Problem: Could you recast all of the following rows as a numbered list, skipping blank lines and leaving the pictures out?

Listed entries:
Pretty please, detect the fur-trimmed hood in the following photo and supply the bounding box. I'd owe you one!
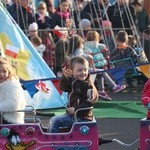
[0,79,26,123]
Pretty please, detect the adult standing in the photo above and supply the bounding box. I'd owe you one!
[108,0,136,34]
[138,0,150,61]
[8,0,34,31]
[83,0,110,28]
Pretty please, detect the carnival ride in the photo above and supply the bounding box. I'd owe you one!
[0,106,150,150]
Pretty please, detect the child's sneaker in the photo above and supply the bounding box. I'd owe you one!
[113,85,126,92]
[99,92,112,101]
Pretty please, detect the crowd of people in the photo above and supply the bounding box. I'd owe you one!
[1,0,150,100]
[0,0,150,132]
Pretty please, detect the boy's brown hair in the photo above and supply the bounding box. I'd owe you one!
[86,31,100,41]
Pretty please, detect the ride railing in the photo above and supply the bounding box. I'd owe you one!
[0,105,40,124]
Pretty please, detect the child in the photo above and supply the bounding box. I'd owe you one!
[31,36,45,57]
[51,0,73,29]
[35,2,51,29]
[84,31,126,101]
[48,56,98,133]
[0,56,26,124]
[29,22,38,39]
[141,79,150,119]
[110,30,147,88]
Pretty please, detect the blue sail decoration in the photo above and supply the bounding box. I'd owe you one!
[0,3,67,109]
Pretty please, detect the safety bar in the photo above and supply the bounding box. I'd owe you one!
[0,105,36,124]
[74,106,93,122]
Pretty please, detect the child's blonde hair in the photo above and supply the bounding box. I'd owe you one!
[69,56,89,70]
[116,30,128,43]
[31,36,42,46]
[128,35,137,47]
[86,31,100,41]
[0,56,18,79]
[37,2,47,12]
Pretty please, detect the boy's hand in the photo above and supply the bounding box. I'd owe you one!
[67,107,75,114]
[147,102,150,109]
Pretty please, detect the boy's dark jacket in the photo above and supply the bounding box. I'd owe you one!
[59,75,98,120]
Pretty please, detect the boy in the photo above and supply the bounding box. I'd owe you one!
[48,56,98,133]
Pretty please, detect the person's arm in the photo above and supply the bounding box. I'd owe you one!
[138,10,149,32]
[0,81,26,111]
[59,66,72,92]
[141,79,150,106]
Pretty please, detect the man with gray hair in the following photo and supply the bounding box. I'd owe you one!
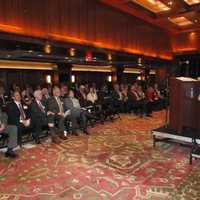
[30,90,54,144]
[0,108,17,158]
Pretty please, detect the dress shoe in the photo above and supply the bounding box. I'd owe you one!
[60,135,67,140]
[52,136,61,144]
[83,129,90,135]
[35,139,41,144]
[72,131,78,136]
[5,150,18,158]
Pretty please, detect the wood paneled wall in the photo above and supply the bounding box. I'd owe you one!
[0,0,171,59]
[171,32,200,53]
[0,69,53,90]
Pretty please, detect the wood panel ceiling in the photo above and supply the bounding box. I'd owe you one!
[100,0,200,33]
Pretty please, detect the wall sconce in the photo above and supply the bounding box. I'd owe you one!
[69,48,76,57]
[108,75,112,83]
[138,58,142,66]
[71,75,76,83]
[108,53,112,61]
[44,43,52,54]
[137,75,145,81]
[46,75,51,84]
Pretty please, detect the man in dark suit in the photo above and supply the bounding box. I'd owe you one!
[64,90,92,135]
[42,87,50,108]
[47,86,67,140]
[0,109,17,158]
[30,90,54,144]
[7,91,30,146]
[0,86,9,110]
[111,84,124,112]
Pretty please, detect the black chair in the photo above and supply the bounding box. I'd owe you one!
[0,133,9,148]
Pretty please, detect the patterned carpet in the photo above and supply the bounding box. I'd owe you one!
[0,111,200,200]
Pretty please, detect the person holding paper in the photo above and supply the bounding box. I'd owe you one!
[7,91,30,146]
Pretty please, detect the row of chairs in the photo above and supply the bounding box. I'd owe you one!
[0,97,120,148]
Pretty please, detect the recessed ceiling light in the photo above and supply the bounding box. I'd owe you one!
[132,0,172,13]
[184,0,200,6]
[168,17,194,26]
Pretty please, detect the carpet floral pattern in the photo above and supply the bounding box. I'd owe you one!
[0,111,200,200]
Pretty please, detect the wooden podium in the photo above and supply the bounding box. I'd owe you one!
[169,77,200,134]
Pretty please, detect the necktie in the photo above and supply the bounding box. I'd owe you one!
[1,95,6,104]
[38,101,45,113]
[19,103,26,120]
[57,97,64,113]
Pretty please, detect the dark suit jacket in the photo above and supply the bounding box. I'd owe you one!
[41,96,51,108]
[47,97,64,114]
[30,100,47,123]
[0,109,8,124]
[64,98,81,116]
[7,101,27,126]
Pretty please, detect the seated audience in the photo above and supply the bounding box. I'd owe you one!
[128,83,146,117]
[78,85,88,107]
[64,90,92,135]
[0,86,9,109]
[30,90,52,144]
[87,87,98,104]
[111,83,124,112]
[0,109,17,158]
[7,91,30,146]
[42,87,50,108]
[154,83,166,110]
[47,86,67,143]
[60,84,69,100]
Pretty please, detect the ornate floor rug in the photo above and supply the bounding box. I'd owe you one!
[0,111,200,200]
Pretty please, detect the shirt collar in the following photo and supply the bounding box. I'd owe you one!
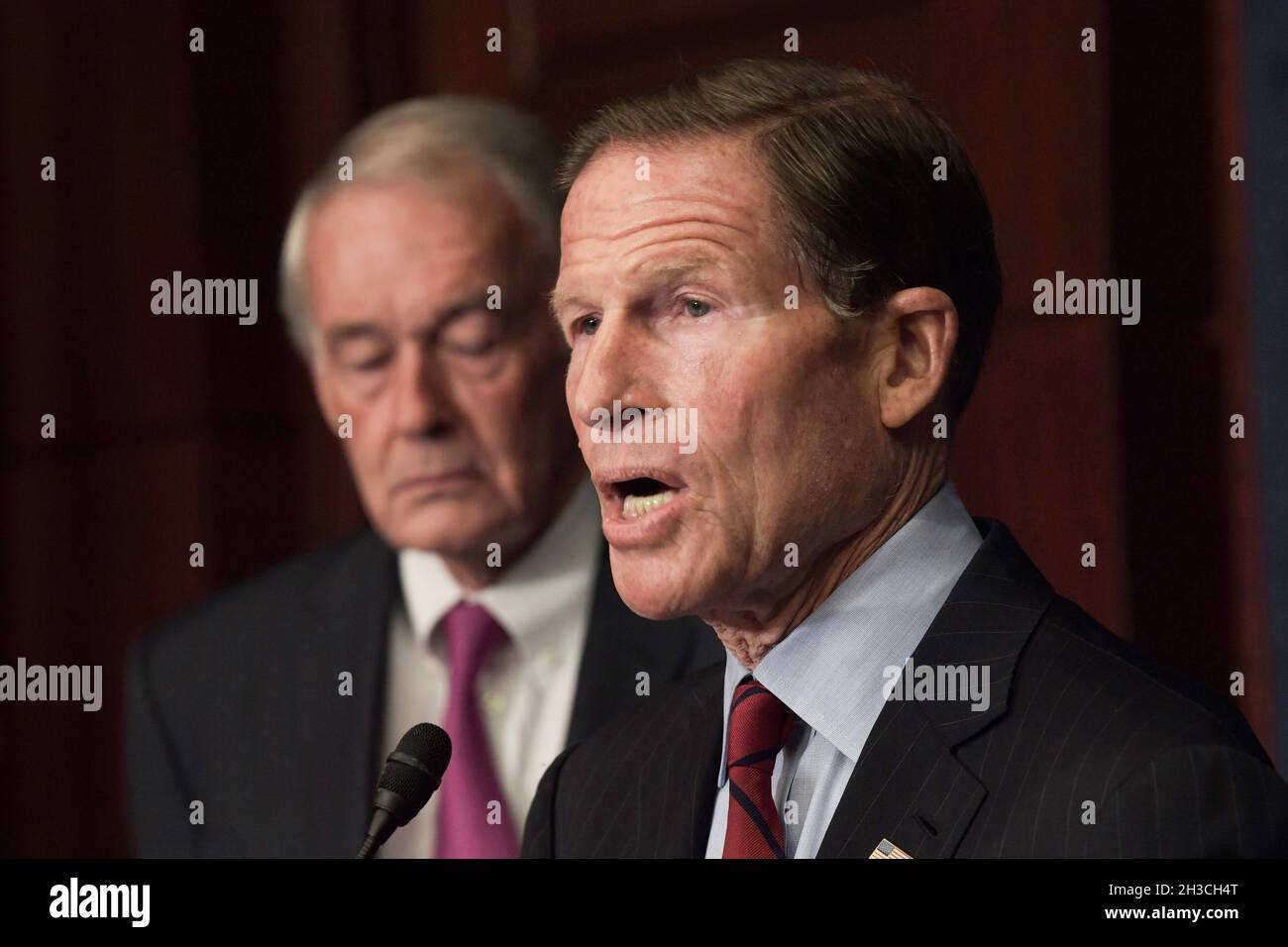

Result of the exercise:
1. Pretty please, detect the fur-trimmed hood in the following photo and supply the bounding box. I'd owe you one!
2. [0,79,26,123]
3. Pretty please, detect the adult standing in the photo above and supply the bounding box. I'd owe you one!
4. [108,0,136,34]
5. [138,0,150,61]
6. [8,0,34,31]
7. [83,0,110,28]
8. Pretty please, detect the carnival ride in the photo above and supply the bounding box. I'd owe you one!
9. [0,106,150,150]
10. Pretty please, detect the child's sneaker in the photo above and supply the bounding box. I'd owe you one!
11. [113,85,126,92]
12. [99,92,112,101]
13. Pretty please, detect the crowd of people in the photo above and supply the bounding box. I'd owe you one!
14. [1,0,150,100]
15. [0,0,150,132]
16. Pretty please, detect the boy's brown hair in the photo above and supply the bounding box. I'd owe you one!
17. [86,31,100,41]
18. Pretty please, detect the ride railing in the photo above and supply the bounding box. I'd owe you one!
19. [0,105,40,124]
20. Pretty please, detect the child in the photo above and supply the bounding box. I'd owe you one!
21. [31,36,45,57]
22. [51,0,73,29]
23. [35,2,51,29]
24. [84,31,126,101]
25. [48,56,98,133]
26. [0,56,26,124]
27. [29,22,38,39]
28. [141,79,150,119]
29. [110,30,147,88]
30. Pretty please, detect the blue sail decoration in the photo above and supply the bounding box. I'd owe you one!
31. [0,3,67,109]
32. Pretty please, detect the safety bar in the photo above and supply the bounding box. I'd owe you one!
33. [0,105,36,124]
34. [74,106,93,122]
35. Pretty please, detect the child's blonde hair in the photo above and supply the bounding box. I'd owe you one!
36. [69,56,89,70]
37. [116,30,128,43]
38. [31,36,42,46]
39. [128,35,137,47]
40. [86,31,100,41]
41. [0,56,18,79]
42. [37,2,47,12]
43. Pretty please, detect the boy's hand in the photo above and supply the bounding box. I'd owe you one!
44. [67,107,75,114]
45. [147,102,150,109]
46. Pretty please, detect the boy's dark jacket in the photo above and supply the bounding box. I'd owe you one!
47. [59,75,98,120]
48. Pretty please, detect the boy in the photo above and supply the bounding box. I'd owe you one!
49. [48,56,98,133]
50. Pretty please, detect the person's arm in the photo above and supply the bounding box. I'd owe you one!
51. [138,10,149,32]
52. [0,81,26,111]
53. [59,66,72,92]
54. [141,79,150,106]
55. Pretty please, detect the man with gray hair in the following photo and supply the bounding box. I'd owe you one!
56. [30,90,54,144]
57. [0,108,17,158]
58. Pretty please, detect the dress shoe in the photo above and supply the bounding box. I'd owe you one!
59. [60,135,67,140]
60. [52,136,61,144]
61. [83,129,90,135]
62. [35,139,41,144]
63. [72,131,78,136]
64. [5,150,18,158]
65. Pretty please, detect the wood paneled wall in the photo above and supply the bounding box. I'd owe you one!
66. [0,0,171,59]
67. [171,32,200,53]
68. [0,69,53,90]
69. Pretty please, detect the wood panel ceiling in the photo above and supply the bounding box. I'd owe you one!
70. [100,0,200,33]
71. Pretty please, detect the wall sconce in the photo above and supply the bounding box. I'd owe you one!
72. [69,48,76,57]
73. [108,75,112,83]
74. [138,58,142,66]
75. [71,75,76,83]
76. [108,53,112,61]
77. [44,43,52,54]
78. [137,75,145,81]
79. [46,75,51,84]
80. Pretty please, detect the man in dark suit in the photo above and supply the bounding box. I'd owe you one!
81. [64,90,92,135]
82. [42,87,50,108]
83. [47,86,67,140]
84. [0,109,17,158]
85. [30,90,54,144]
86. [7,91,30,146]
87. [0,86,9,110]
88. [111,84,124,112]
89. Pretty please, detect the black chair in the photo above and supply the bounding box. I'd owe you one!
90. [0,133,9,148]
91. Pretty please, detect the patterned carpet in the photo above and supply the bounding box. I'd owe you one!
92. [0,111,200,200]
93. Pretty please, detect the person holding paper in the photo above and supply the bounding box. I'd owe you one!
94. [7,91,30,146]
95. Pretty please, detect the row of chairs in the photo above and supply the bounding box. I'd owe you one!
96. [0,97,120,148]
97. Pretty please, detect the recessed ceiling light in the photo above and supply the bounding box. I'd owe you one!
98. [132,0,172,13]
99. [184,0,200,6]
100. [168,17,194,26]
101. Pretty please, detect the carpet floral pattern in the photo above and supply the bounding box. I'd owe you one!
102. [0,111,200,200]
103. Pretty please, detect the wooden podium in the photo above and supply the bounding box. I'd owe you one!
104. [169,77,200,134]
105. Pretty please, detect the necktie in the photo above and supply the bounding box. I'd owe you one!
106. [1,95,6,104]
107. [38,101,45,113]
108. [19,103,26,120]
109. [57,97,64,113]
110. Pretty please, detect the dark suit jacket in the photo above and supply the bounding box. I'd owe you one!
111. [41,96,51,108]
112. [47,97,64,114]
113. [30,100,47,123]
114. [0,109,8,124]
115. [64,98,81,116]
116. [7,101,27,126]
117. Pretty please, detect the seated audience in the photo above and supply the bounding box. I'd owe you one!
118. [128,83,146,117]
119. [78,85,88,107]
120. [64,90,92,135]
121. [0,86,9,109]
122. [30,90,52,144]
123. [87,87,98,104]
124. [111,83,124,112]
125. [0,109,17,158]
126. [7,91,30,146]
127. [42,87,50,108]
128. [154,83,166,110]
129. [47,86,67,143]
130. [60,84,69,100]
131. Pretty please, detect the ornate floor rug in the photo above and supply the bounding box. I'd owe you one!
132. [0,111,200,200]
133. Pretty please, detect the shirt collar in the following photo and supply the bounding box. I'd owe you one!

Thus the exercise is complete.